### Sobre a tarefa
Por favor, dê continuidade ao texto sobre visual law logo após a última frase apresentada.

### Trecho do texto
========================================
Visual law é o uso de imagens e outros recursos visuais para melhor transmitir mensagens na área do direito. Apesar do seu enorme potencial de aumentar o acesso à Justiça, o instrumento vem sendo utilizado no meio jurídico de forma equivocada e que foge à sua ideia original. Neste texto, trataremos brevemente do que é e do que não é visual law. O propósito é entender de onde vem e para que serve o instituto, para que se reflita sobre o seu uso adequado.

O visual law é uma subárea do legal design, movimento que nasceu entre 2010 e 2015, na Universidade de Stanford, nos Estados Unidos [1].  O legal design tem por objetivo elaborar produtos e serviços, como sites, propagandas e programas de computação, que facilitem a transmissão de mensagens jurídicas. Já o visual law, como parte do legal design, é o uso de recursos visuais com a finalidade de facilitar o entendimento, pelo leigo, de mensagens jurídicas escritas.
========================================
### Dados armazenados
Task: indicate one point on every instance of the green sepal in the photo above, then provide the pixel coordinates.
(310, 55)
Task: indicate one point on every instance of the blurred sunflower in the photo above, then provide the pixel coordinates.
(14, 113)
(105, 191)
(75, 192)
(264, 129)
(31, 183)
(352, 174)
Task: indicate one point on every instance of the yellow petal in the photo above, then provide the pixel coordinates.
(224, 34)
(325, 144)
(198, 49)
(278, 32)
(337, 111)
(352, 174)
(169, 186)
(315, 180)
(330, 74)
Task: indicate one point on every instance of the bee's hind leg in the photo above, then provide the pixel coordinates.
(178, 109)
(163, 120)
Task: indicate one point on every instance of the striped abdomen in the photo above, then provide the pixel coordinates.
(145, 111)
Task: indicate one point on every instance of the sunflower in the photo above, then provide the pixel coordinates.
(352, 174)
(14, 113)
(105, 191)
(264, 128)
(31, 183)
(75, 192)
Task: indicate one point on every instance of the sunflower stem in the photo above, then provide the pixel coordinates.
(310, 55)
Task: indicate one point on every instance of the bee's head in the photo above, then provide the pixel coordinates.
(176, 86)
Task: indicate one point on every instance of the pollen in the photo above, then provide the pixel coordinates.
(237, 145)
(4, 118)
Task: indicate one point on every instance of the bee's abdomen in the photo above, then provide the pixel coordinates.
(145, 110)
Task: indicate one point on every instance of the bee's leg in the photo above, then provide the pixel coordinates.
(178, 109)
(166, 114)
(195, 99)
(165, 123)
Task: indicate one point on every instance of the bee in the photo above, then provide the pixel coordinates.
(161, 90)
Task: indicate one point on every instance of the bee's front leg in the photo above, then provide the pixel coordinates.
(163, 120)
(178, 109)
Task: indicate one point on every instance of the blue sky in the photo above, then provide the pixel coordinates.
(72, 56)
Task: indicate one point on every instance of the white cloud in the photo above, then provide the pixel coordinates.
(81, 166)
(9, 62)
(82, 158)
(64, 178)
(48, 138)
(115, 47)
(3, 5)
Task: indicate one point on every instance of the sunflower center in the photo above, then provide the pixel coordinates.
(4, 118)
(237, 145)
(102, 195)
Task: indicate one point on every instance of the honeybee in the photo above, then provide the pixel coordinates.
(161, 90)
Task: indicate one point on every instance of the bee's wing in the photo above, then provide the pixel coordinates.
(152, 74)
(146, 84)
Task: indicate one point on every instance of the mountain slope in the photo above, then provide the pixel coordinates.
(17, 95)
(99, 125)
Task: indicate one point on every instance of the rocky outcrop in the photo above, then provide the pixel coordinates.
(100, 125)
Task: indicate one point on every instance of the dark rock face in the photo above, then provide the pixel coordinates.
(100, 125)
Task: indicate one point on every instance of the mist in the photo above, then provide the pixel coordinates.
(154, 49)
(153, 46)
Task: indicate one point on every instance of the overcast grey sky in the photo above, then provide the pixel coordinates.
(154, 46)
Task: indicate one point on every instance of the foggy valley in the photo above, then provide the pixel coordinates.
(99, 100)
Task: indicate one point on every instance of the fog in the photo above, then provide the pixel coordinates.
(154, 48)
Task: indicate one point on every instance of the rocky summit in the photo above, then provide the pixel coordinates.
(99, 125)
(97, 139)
========================================
### Resposta do exercício
O propósito maior do visual law é ampliar o acesso à Justiça, estreitando as relações entre o cidadão e o sistema jurídico [2]. A ideia partiu da percepção de que a linguagem jurídica é muito específica e de difícil entendimento, de modo que muitas vezes o usuário tem dificuldades de utilizar serviços simples, como requisição de documentos, navegação em sites de órgãos públicos e busca de informações sobre processos.

Visando ao objetivo de facilitar o entendimento do cidadão, o visual law está na mesma linha do movimento linguagem simples [3]. Enquanto o “Linguagem Simples” defende o uso de palavras conhecidas e concretas e de frases curtas [4], o visual law se utiliza de imagens e recursos gráficos, ambos com foco na empatia com o usuário e com vistas a ampliar o acesso à Justiça.

O visual law é hoje usado, nos Estados Unidos, em websites de órgãos públicos, centrais de atendimento nos fóruns (help desks), cartazes e panfletos que auxiliam o usuário da Justiça a entender e encontrar o que procura. O visual law também é utilizado em sites de escritórios, para melhor divulgar os serviços aos clientes, bem como em contratos, facilitando o entendimento do leigo que irá assiná-lo.

No Brasil, o visual law chegou há poucos anos e já está sendo estudado e utilizado por vários órgãos públicos e empresas. Ocorre que os  operadores do direito, motivados pela novidade e pela facilidade tecnológica, passaram a se utilizar de um pretenso visual law para incluir recursos visuais nas peças processuais de uma forma que, ao nosso ver, desvirtua o instituto e corresponde ao seu mau uso.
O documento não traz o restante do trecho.